[DOCUMENT TEXT]
########

Station Name: MOSS BANK

[Source: Paul Wright]



Date opened: 3.2.1858
Location: South side of Moss Bank Road on what is now Scafell Road.
Company on opening: St. Helens Canal & Railway Company
Date closed to passengers: 18.6.1951
Date closed completely: 6.7.1964
Company on closing: British Railways (London Midland Region)
Present state: Demolished
County: Lancashire
OS Grid Ref: SJ510977
Date of visit: 30.5.2005

Notes: Moss Bank station was situated on the St Helens Canal & Railway Company’s (SHC&RC) St Helens – Rainford Junction line which opened on 1 February 1858. The line was in effect a 6-mile 7 chain northern extension of the SHC&RC Widnes – St Helens line that had opened as the St Helens & Runcorn Gap Railway on 1 February 1833. The SHC&RC obtained an Act to build the line on 4 August 1853 and had the support of the East Lancashire Railway (ELR) who agreed to build a line from Rainford to Ormskirk with the aim of ultimately reaching the seaside town of Southport. At Rainford Junction both the SHC&RC and the ELR lines connected with the Lancashire & Yorkshire Railway (LYR) Liverpool and Wigan line. The ELR line opened from Rainford Junction to Ormskirk on 1 March 1858 and was never extended towards Southport.

Moss Bank opened with two other stations on the line (Gerrards Bridge and Rainford) on the 3 March 1858. The LYR opened a new station called Rainford Junction on its line (replacing its original Rainford station which had been further west).

########

[SOURCE EXCERPT]
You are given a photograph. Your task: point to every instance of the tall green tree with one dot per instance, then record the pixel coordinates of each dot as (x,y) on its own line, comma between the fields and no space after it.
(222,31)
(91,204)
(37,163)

########

Extract the passage of the Moss Bank station text between "[Source: Paul Wright]" and "(London Midland Region)", inclusive.

[Source: Paul Wright]



Date opened: 3.2.1858
Location: South side of Moss Bank Road on what is now Scafell Road.
Company on opening: St. Helens Canal & Railway Company
Date closed to passengers: 18.6.1951
Date closed completely: 6.7.1964
Company on closing: British Railways (London Midland Region)